Énoncé 1:
Extrayez de l'entretien avec Greta Bull le passage qui commence aux mots « Nous essayons de » et s'arrête après « risques des femmes. ».

Texte:
Greta Bull : "il reste encore beaucoup à faire pour que les femmes soient représentées"
Greta Bull s’est entretenue avec FinEquity juste avant la Journée internationale du droit des femmes. La CEO du CGAP s’est exprimée sur les moyens d’accélérer les progrès de l’inclusion financière pour les femmes, ainsi que sur l’importance d’améliorer les opportunités et la résilience des pauvres. En tant que « propulseur » de FinEquity, le rôle du CGAP montre son engagement envers l’inclusion financière des femmes adressée de manière collective.
L’inclusion financière des femmes est l’une des priorités du CGAP, comme en témoigne la nouvelle stratégie du CGAP . Qu’est ce qui a motivé cette évolution ?
Nous essayons de recentrer notre stratégie autour de l’impact et de la création de solutions significatives. C’est impossible d’attendre ces objectifs sans mettre les femmes au premier plan. Au CGAP, nous savions que le genre était un sujet auquel nous ne prêtions pas assez d’attention. Nous avons donc décidé que la seule manière de faire avancer les choses, c’était de le placer en tête de nos priorités afin de l’inclure dans toutes nos actions. Nous pourrions aller à la racine des problèmes, mais nous voulons surtout mettre l’accent sur la manière dont nos objectifs améliorent les opportunités et réduisent les risques des femmes.
Jusqu’où sommes-nous allés pour faire avancer l’inclusion financière des femmes ? Où en sommes-nous aujourd’hui ?
Il y a eu d’énormes progrès au cours de la décennie qui vient de s’écouler. D’après les données du Global Findex, entre 2014 et 2017, le part des adultes dans le monde qui possèdent un compte en banque est passé de 62 % à 69 %. Dans les pays en développement, ces chiffres sont de 54 % à 63 %. En Inde, l’écart s’est considérablement réduit grâce à une politique publique ciblée, et au Philippines l’écart entre les sexes est aujourd’hui inversé ! Bien que nous puissions dire que l'inclusion financière des femmes a progressé, elle n'a pas augmenté plus rapidement que pour les hommes, et dans certains pays, elle a pris du retard. Dans la plupart des pays, l’écart entre les sexes stagne à 9%.

Énoncé 2:
Réécrivez toute la liste ci-dessous en remplaçant « scene » par « image », sans rien modifier d'autre.

Données de l'exercice:
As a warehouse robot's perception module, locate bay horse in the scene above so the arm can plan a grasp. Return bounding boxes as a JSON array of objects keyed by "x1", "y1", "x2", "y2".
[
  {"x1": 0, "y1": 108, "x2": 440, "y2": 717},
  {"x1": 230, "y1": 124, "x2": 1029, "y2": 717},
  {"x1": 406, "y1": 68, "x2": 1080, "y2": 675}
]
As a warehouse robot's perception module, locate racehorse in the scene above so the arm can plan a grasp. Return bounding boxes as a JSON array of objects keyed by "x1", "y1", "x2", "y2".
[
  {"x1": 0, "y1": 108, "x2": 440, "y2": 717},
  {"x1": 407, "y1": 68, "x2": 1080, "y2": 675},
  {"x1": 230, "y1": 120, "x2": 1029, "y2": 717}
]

Corrigé 1:
Nous essayons de recentrer notre stratégie autour de l’impact et de la création de solutions significatives. C’est impossible d’attendre ces objectifs sans mettre les femmes au premier plan. Au CGAP, nous savions que le genre était un sujet auquel nous ne prêtions pas assez d’attention. Nous avons donc décidé que la seule manière de faire avancer les choses, c’était de le placer en tête de nos priorités afin de l’inclure dans toutes nos actions. Nous pourrions aller à la racine des problèmes, mais nous voulons surtout mettre l’accent sur la manière dont nos objectifs améliorent les opportunités et réduisent les risques des femmes.

Corrigé 2:
As a warehouse robot's perception module, locate bay horse in the image above so the arm can plan a grasp. Return bounding boxes as a JSON array of objects keyed by "x1", "y1", "x2", "y2".
[
  {"x1": 0, "y1": 108, "x2": 440, "y2": 717},
  {"x1": 230, "y1": 124, "x2": 1029, "y2": 717},
  {"x1": 406, "y1": 68, "x2": 1080, "y2": 675}
]
As a warehouse robot's perception module, locate racehorse in the image above so the arm can plan a grasp. Return bounding boxes as a JSON array of objects keyed by "x1", "y1", "x2", "y2".
[
  {"x1": 0, "y1": 108, "x2": 440, "y2": 717},
  {"x1": 407, "y1": 68, "x2": 1080, "y2": 675},
  {"x1": 230, "y1": 120, "x2": 1029, "y2": 717}
]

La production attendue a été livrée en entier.